**Objective**
Resize the part of the entries that opens with the line containing "Run through the image and locate every white" and closes with the line containing "[528,262,563,298]", both lines included, and give those lines again, requests and all. Multiply every bounding-box coordinate in the answers by 2.2 and round each to a whole number, with halves rounded up.

[start Records for the task]

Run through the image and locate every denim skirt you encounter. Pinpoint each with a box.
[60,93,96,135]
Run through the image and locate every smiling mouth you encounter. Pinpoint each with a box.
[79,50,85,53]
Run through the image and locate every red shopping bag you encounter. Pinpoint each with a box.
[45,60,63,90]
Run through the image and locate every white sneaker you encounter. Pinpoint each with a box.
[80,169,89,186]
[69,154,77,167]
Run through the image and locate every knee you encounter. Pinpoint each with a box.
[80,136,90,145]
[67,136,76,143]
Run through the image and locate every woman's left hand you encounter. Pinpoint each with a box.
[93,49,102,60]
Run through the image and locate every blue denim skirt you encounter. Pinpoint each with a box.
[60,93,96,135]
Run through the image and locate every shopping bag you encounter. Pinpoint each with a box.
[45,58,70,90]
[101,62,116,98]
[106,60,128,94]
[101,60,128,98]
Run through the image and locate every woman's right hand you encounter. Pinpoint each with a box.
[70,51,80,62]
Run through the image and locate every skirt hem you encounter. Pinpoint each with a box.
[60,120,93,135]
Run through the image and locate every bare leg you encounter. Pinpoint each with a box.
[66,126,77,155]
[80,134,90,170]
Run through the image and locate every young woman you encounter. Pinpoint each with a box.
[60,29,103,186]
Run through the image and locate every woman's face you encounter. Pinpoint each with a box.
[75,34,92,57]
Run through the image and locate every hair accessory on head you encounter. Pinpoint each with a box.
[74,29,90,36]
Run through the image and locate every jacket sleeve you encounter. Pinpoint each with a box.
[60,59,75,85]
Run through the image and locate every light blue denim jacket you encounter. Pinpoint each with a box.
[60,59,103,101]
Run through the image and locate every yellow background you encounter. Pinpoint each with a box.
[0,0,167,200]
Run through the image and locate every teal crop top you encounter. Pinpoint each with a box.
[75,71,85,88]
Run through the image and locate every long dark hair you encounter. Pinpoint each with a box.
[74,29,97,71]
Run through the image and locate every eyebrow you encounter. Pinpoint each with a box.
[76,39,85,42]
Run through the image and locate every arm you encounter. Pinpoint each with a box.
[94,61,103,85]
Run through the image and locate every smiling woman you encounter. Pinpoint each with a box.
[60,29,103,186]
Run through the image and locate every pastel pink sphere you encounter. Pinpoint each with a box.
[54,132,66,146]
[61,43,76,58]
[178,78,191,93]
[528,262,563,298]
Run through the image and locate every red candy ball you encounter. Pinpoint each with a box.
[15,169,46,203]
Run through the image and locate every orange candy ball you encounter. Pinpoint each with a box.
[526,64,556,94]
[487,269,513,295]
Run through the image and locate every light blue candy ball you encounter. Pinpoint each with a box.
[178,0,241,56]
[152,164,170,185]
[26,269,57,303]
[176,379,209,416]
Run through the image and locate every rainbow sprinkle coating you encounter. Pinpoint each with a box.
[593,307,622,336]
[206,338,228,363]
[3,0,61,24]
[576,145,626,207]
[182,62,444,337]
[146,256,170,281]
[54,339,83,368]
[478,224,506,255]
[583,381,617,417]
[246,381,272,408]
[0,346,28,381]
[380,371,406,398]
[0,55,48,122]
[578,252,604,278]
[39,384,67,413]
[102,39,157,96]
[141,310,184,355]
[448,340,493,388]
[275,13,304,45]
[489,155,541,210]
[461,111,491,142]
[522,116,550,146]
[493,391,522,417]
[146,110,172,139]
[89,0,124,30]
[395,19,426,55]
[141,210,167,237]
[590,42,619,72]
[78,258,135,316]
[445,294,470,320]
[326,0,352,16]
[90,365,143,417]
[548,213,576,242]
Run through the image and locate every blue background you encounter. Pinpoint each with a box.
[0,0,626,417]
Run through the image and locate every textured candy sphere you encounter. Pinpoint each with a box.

[end Records for the task]

**The completed task**
Run through the image and locate every white sneaker you encounter. Pinpoint each with a box.
[176,372,196,409]
[152,339,169,367]
Run through the image and locate every knee you encounter. Pinpoint each with a box.
[176,299,198,319]
[147,299,167,315]
Run through the image and locate every woman's left hand you encounter. Pinpoint each with a box.
[205,108,224,132]
Run through the image and locate every blue denim skirt you encounter. Pinpoint each with a box.
[132,205,211,297]
Run through the image and locate every shopping bag you encounter. Pinpoint each with a box.
[99,128,154,198]
[222,136,255,216]
[233,132,282,207]
[222,132,282,216]
Run through the image and locate every woman's right hand you encounter. Pinpoint each with a box.
[154,112,176,136]
Run through the image and locate every skirt hem you encounter. Pinpoint each with a box.
[132,264,205,297]
Run through the image and locate every bare leg you encounter. Pinpoint each with a box.
[145,277,169,341]
[176,295,198,374]
Run through the image and locate every young woman you encounter. Pinpoint each with a box.
[132,64,227,409]
Run through the image and locate every woman's face you encounter. Pinpoint each with a box.
[165,75,202,125]
Run through the image and locate every hair accessory on head you encounter. Pinpoint each with a box.
[163,64,198,79]
Run through the image and locate every jacket sleeve you encounter. Pinpoint each with a box.
[132,130,165,187]
Run through the image and locate every light blue denim jacket you encounter. Pinpoint each with a box.
[132,130,227,222]
Run through the image and locate every yellow background you encounter. Pinpoint each with a box.
[0,0,367,440]
Run through the image and locate every teal crop top you encounter. Pinpoint each with a box.
[165,156,187,194]
Run through the image and locate every long dark hair you encounter. Pinpoint each with a box.
[163,64,213,156]
Run through the image and locate every eyebrow you encounter. Pinpoint each with a box.
[167,86,187,92]
Run through the image and locate every arm you encounter. Pinpoint each with a box.
[207,134,227,187]
Run through the image and locate every smiling woman you encounter. Pinpoint each with a box.
[132,64,227,409]
Run through the image and locate every pastel pink sphere you encounter. Pinpoint each with a box.
[119,290,145,321]
[134,95,167,128]
[392,172,420,205]
[1162,576,1239,656]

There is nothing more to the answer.